[Detection examples]
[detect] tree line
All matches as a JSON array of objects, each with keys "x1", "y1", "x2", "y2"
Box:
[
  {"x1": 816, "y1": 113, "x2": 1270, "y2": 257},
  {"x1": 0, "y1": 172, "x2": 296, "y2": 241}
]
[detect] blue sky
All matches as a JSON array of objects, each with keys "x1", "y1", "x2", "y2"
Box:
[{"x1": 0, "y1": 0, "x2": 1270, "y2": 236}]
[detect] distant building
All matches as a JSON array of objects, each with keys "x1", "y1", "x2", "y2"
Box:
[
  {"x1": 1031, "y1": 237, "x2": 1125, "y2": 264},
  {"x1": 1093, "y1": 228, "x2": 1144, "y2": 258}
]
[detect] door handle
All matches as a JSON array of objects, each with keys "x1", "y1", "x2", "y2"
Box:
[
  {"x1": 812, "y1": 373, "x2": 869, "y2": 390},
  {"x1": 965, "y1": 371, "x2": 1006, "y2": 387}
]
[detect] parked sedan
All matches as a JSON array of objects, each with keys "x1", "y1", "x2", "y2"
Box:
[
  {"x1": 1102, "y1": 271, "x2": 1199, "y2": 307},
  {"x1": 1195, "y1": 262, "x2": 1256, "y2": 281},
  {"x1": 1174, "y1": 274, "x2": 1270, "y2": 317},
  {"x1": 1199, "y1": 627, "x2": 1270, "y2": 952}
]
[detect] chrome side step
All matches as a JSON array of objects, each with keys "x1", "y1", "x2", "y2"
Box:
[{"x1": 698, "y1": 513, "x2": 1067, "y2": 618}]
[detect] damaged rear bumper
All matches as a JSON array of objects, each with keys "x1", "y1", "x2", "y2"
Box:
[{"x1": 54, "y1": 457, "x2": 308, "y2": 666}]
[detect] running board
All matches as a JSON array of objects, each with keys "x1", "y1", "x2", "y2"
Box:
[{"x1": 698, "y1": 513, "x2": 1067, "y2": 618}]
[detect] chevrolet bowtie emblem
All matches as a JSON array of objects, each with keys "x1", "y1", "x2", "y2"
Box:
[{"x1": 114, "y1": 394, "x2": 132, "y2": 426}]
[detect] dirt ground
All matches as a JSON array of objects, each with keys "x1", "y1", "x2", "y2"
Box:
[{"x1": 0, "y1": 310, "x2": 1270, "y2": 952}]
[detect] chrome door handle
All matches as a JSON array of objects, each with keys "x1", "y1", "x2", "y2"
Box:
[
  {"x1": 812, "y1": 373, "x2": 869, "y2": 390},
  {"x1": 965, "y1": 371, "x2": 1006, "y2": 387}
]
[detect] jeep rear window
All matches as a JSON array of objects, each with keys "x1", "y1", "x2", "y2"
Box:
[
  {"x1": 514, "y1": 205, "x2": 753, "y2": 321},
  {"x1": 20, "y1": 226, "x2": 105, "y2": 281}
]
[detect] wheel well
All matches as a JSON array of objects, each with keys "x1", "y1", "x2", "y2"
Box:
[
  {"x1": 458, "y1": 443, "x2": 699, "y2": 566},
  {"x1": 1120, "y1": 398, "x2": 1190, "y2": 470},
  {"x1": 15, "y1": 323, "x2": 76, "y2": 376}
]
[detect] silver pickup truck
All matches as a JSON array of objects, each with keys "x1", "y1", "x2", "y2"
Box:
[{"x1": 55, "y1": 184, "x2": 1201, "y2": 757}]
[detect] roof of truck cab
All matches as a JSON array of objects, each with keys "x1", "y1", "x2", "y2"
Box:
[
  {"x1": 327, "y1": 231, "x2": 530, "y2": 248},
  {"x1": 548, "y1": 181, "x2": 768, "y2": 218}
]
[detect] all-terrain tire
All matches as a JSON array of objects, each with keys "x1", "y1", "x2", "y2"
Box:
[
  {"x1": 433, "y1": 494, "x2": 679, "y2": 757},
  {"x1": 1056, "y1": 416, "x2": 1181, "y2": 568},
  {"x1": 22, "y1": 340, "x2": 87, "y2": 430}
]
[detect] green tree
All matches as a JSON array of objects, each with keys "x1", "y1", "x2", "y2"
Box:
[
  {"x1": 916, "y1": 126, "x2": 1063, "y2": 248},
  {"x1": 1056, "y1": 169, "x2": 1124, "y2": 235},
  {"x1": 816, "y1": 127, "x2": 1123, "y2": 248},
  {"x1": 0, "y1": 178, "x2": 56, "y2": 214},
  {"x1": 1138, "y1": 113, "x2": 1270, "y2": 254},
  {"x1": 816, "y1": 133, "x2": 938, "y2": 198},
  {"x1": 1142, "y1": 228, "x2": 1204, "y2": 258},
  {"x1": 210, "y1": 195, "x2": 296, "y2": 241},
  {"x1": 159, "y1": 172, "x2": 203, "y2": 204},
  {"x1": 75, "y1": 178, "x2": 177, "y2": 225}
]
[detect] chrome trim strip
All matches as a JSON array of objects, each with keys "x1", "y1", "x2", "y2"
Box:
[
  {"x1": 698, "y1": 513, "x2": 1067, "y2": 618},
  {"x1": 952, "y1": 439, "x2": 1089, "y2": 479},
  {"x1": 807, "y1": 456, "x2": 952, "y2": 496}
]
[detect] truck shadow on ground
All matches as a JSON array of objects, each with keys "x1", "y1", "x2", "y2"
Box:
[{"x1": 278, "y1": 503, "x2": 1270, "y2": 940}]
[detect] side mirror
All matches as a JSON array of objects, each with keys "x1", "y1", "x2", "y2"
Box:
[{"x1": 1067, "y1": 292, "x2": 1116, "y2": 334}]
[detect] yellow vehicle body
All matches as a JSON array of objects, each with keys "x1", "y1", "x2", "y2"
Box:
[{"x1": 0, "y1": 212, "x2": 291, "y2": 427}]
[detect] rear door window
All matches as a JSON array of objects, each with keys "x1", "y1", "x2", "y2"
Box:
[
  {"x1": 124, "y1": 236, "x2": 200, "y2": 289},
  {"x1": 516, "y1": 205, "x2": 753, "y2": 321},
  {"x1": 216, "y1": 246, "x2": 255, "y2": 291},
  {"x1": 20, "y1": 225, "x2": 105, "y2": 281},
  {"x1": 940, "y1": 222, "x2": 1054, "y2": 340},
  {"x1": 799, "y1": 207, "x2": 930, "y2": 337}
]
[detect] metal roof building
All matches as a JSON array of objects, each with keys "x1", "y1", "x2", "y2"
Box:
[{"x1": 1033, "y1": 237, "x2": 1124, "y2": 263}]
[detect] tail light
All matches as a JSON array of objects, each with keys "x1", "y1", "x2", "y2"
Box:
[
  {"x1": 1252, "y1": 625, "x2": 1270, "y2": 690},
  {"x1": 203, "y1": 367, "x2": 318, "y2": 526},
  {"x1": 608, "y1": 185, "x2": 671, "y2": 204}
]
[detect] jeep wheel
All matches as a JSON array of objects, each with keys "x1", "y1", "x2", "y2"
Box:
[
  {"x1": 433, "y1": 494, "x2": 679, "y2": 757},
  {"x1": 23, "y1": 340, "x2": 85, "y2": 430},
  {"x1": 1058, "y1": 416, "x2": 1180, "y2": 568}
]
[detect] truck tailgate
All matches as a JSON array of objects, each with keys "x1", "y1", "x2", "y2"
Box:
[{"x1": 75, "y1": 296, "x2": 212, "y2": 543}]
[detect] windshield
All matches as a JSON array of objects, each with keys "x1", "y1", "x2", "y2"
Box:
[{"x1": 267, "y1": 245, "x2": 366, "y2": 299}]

◆ **Exercise details**
Please collect every line of the material above that contains the string "jeep". Letter case counts.

◆ **Problem solution**
[detect] jeep rear window
[detect] jeep wheel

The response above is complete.